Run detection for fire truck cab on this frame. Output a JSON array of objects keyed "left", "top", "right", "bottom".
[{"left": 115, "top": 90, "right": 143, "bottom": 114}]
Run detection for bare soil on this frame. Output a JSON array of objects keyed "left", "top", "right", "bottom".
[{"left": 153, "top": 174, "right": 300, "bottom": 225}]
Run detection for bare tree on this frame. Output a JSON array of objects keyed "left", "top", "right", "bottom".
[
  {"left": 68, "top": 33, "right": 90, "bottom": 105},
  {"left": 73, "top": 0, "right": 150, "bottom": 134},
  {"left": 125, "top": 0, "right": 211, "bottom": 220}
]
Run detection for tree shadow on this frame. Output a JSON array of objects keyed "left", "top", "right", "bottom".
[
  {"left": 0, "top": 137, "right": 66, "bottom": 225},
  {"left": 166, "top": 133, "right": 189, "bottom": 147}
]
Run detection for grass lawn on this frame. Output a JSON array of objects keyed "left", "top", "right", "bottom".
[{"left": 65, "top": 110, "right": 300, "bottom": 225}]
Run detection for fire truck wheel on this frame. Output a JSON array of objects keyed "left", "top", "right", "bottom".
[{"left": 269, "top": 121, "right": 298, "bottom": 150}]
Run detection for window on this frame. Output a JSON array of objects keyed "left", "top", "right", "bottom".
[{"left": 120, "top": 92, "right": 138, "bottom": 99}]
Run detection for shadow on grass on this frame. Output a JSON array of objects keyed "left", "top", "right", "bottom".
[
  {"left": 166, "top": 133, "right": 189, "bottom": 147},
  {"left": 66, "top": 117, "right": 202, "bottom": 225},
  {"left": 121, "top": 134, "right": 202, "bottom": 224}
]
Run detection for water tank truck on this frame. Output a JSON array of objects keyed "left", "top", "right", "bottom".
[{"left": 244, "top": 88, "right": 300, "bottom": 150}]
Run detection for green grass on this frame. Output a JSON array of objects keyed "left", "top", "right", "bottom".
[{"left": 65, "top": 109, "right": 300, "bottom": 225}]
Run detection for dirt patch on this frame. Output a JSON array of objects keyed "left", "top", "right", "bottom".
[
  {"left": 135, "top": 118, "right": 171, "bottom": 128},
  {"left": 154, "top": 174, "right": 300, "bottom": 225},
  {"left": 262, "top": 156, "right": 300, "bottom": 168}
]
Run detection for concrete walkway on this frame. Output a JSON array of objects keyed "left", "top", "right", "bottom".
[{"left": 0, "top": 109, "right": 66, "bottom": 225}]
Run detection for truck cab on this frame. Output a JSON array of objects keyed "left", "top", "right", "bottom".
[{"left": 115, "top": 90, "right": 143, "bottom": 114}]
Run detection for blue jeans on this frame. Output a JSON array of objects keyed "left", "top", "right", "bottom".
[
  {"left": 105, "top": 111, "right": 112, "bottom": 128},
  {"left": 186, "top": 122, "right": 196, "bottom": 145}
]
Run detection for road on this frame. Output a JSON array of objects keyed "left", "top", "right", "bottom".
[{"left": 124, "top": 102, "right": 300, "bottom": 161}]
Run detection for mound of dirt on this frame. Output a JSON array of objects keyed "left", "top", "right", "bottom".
**********
* _EXERCISE_:
Reproduce the data in full, exactly as presented.

* _SOLUTION FOR THIS TASK_:
Run detection for fire truck cab on this frame. Output a JSON array of objects keyed "left", "top", "right", "bottom".
[{"left": 115, "top": 90, "right": 143, "bottom": 114}]
Run detection for bare soil on this frame. Output a JSON array of objects keyed "left", "top", "right", "bottom".
[{"left": 153, "top": 174, "right": 300, "bottom": 225}]
Run detection for bare tree on this frame. Output a JSON array of objects keyed "left", "top", "right", "bottom".
[
  {"left": 68, "top": 33, "right": 90, "bottom": 105},
  {"left": 73, "top": 0, "right": 150, "bottom": 134},
  {"left": 125, "top": 0, "right": 211, "bottom": 220}
]
Run detection for tree shadow on this frame. Output a JSON array of objects keyed "left", "top", "right", "bottom".
[
  {"left": 0, "top": 137, "right": 66, "bottom": 225},
  {"left": 166, "top": 133, "right": 189, "bottom": 147}
]
Run detection for grass lawn on this frame. Output a JSON array of objects keyed "left", "top", "right", "bottom".
[{"left": 65, "top": 110, "right": 300, "bottom": 225}]
Run detection for fire truck wheel on this frame. Output a JSON array of objects keyed "left", "top", "right", "bottom".
[{"left": 269, "top": 121, "right": 298, "bottom": 150}]
Run detection for window on this frame. Output a JSON array of objects keyed "left", "top", "right", "bottom".
[{"left": 120, "top": 92, "right": 138, "bottom": 99}]
Run detection for shadow on grass on this frame. Output a JSON array of objects keyed "left", "top", "right", "bottom".
[
  {"left": 166, "top": 133, "right": 189, "bottom": 147},
  {"left": 66, "top": 117, "right": 202, "bottom": 225},
  {"left": 121, "top": 134, "right": 202, "bottom": 224}
]
Run detection for water tank truck on this frame. Output a JSON array of objects keyed "left", "top", "right", "bottom".
[{"left": 244, "top": 88, "right": 300, "bottom": 150}]
Run detection for green grass on this frame. Output a JSON array of objects keyed "left", "top", "right", "bottom".
[{"left": 65, "top": 109, "right": 300, "bottom": 225}]
Run detection for dirt patch on this frame. Output a JSON array of objects keyed "left", "top", "right", "bottom".
[
  {"left": 135, "top": 118, "right": 171, "bottom": 128},
  {"left": 154, "top": 174, "right": 300, "bottom": 225},
  {"left": 262, "top": 156, "right": 300, "bottom": 168}
]
Run detection for concrete walkway on this frame. Output a JSON array of objects keyed "left", "top", "right", "bottom".
[{"left": 0, "top": 109, "right": 66, "bottom": 225}]
Run detection for truck cab on this frame. Output a JSON array of objects keyed "left", "top", "right", "bottom".
[{"left": 115, "top": 90, "right": 143, "bottom": 114}]
Run detection for blue jeans on this frame. Output a JSON array of objects keyed "left", "top", "right", "bottom".
[
  {"left": 105, "top": 111, "right": 112, "bottom": 128},
  {"left": 186, "top": 122, "right": 196, "bottom": 145}
]
Run detection for road on this frame. Output a JSON array of objects keyed "left", "top", "right", "bottom".
[{"left": 124, "top": 102, "right": 300, "bottom": 161}]
Run detection for mound of dirt on this frame. Output a JSON array of objects keyed "left", "top", "right", "bottom".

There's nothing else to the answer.